- _INFORMATION SHOWN_
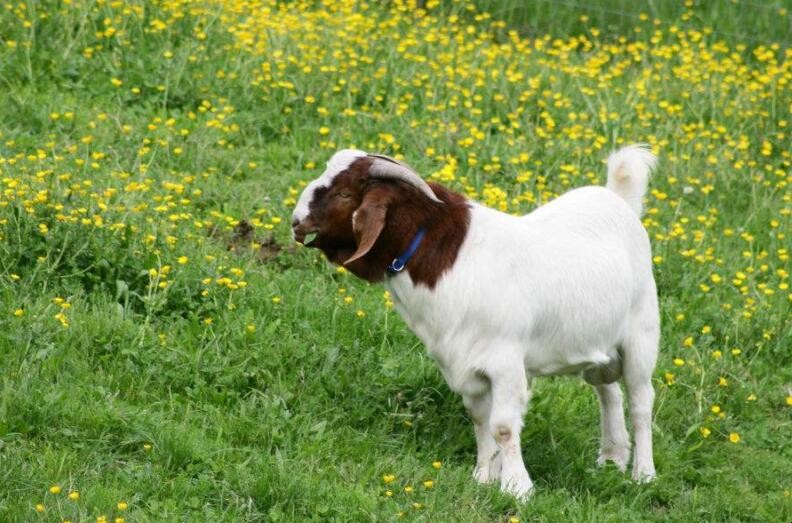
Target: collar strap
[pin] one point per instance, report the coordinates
(397, 265)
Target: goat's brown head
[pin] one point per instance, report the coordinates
(346, 207)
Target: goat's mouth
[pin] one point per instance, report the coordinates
(307, 238)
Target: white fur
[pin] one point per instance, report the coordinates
(336, 165)
(628, 173)
(566, 289)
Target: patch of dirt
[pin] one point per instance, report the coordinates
(243, 241)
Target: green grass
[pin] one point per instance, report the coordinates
(135, 366)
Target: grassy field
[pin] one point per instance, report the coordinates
(168, 354)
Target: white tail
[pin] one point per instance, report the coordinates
(628, 173)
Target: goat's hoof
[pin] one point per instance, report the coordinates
(482, 474)
(620, 456)
(519, 485)
(644, 474)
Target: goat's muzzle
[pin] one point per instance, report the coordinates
(301, 231)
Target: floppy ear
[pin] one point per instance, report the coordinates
(368, 221)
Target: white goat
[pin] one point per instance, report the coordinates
(498, 299)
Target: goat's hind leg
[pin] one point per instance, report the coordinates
(639, 355)
(614, 439)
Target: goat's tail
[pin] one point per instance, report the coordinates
(628, 173)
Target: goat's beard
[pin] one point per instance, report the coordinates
(335, 253)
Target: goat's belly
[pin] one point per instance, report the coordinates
(553, 363)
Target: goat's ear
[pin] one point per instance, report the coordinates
(368, 221)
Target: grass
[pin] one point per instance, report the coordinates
(165, 345)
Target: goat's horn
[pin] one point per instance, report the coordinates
(387, 167)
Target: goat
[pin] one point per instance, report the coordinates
(499, 299)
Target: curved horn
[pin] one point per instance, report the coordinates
(386, 167)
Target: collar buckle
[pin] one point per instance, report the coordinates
(398, 264)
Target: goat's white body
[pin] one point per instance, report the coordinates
(566, 289)
(556, 286)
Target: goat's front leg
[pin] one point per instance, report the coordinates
(510, 396)
(488, 459)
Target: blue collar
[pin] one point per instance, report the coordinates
(398, 264)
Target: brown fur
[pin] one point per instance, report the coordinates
(400, 210)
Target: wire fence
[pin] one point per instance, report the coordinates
(776, 11)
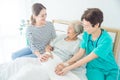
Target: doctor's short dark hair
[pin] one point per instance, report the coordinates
(93, 15)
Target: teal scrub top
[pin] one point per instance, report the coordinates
(103, 48)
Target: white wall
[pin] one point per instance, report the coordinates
(72, 9)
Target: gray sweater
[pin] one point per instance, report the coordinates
(39, 37)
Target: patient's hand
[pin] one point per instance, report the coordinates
(59, 68)
(44, 57)
(48, 48)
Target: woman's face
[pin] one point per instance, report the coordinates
(71, 31)
(88, 27)
(41, 17)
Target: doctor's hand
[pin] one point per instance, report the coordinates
(59, 67)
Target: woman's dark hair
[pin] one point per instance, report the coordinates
(36, 8)
(93, 15)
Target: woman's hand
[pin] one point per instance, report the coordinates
(44, 57)
(59, 67)
(48, 48)
(63, 71)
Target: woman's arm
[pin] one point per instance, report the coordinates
(76, 57)
(82, 61)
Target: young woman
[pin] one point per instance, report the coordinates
(38, 34)
(98, 46)
(64, 47)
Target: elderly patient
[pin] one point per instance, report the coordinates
(60, 50)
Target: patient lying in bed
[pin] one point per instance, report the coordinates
(33, 69)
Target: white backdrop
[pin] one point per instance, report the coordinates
(13, 11)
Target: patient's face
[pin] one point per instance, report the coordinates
(71, 31)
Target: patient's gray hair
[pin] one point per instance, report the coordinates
(77, 27)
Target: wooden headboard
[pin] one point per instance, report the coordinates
(111, 30)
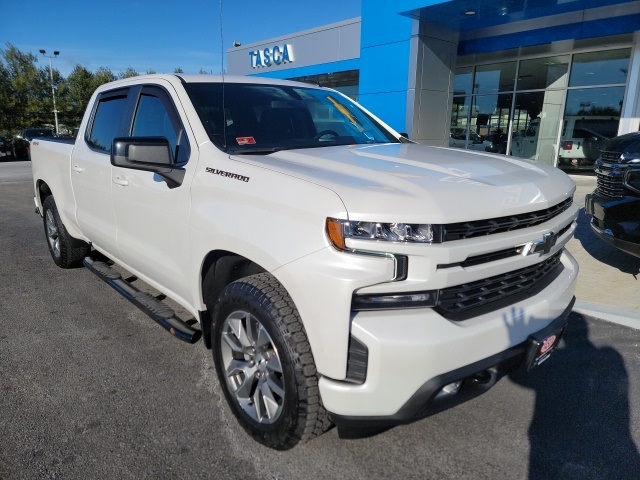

- _EXERCISE OBJECTIVE_
If the string "gray" appears in a line of the data above, that line counts. State how many such lines there are and nothing more.

- _SOLUTION TO THE PROBLEM_
2